(DIRECTIONS FOR THIS TASK): In the records below, find the line containing "Target: dog's ear"; give it again exactly, along with every line that follows, and nothing else.

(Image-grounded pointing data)
━━━━━━━━━━━━━━━━━━━━━━━━━━━━━━

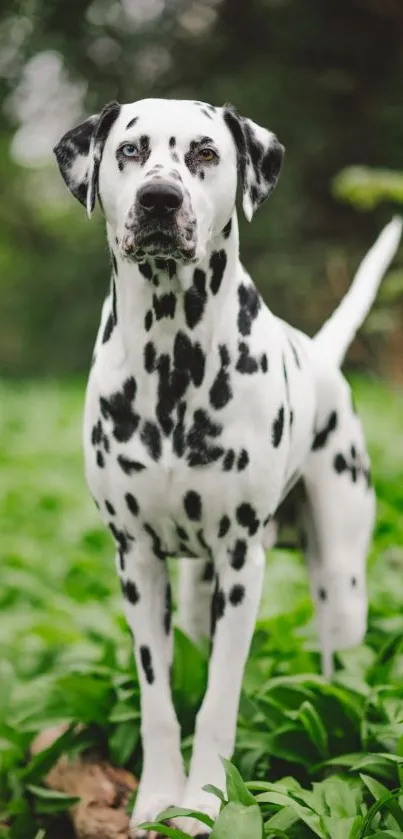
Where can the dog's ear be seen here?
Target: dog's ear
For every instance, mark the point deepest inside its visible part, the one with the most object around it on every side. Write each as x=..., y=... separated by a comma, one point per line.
x=79, y=154
x=260, y=156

━━━━━━━━━━━━━━━━━━━━━━━━━━━━━━

(ANSWER AREA):
Target: dog's ear
For every instance, mark the point deepest inside its visible part, the one with the most object around it on every side. Write each as x=..., y=... separated by a comma, one point per line.
x=79, y=154
x=260, y=156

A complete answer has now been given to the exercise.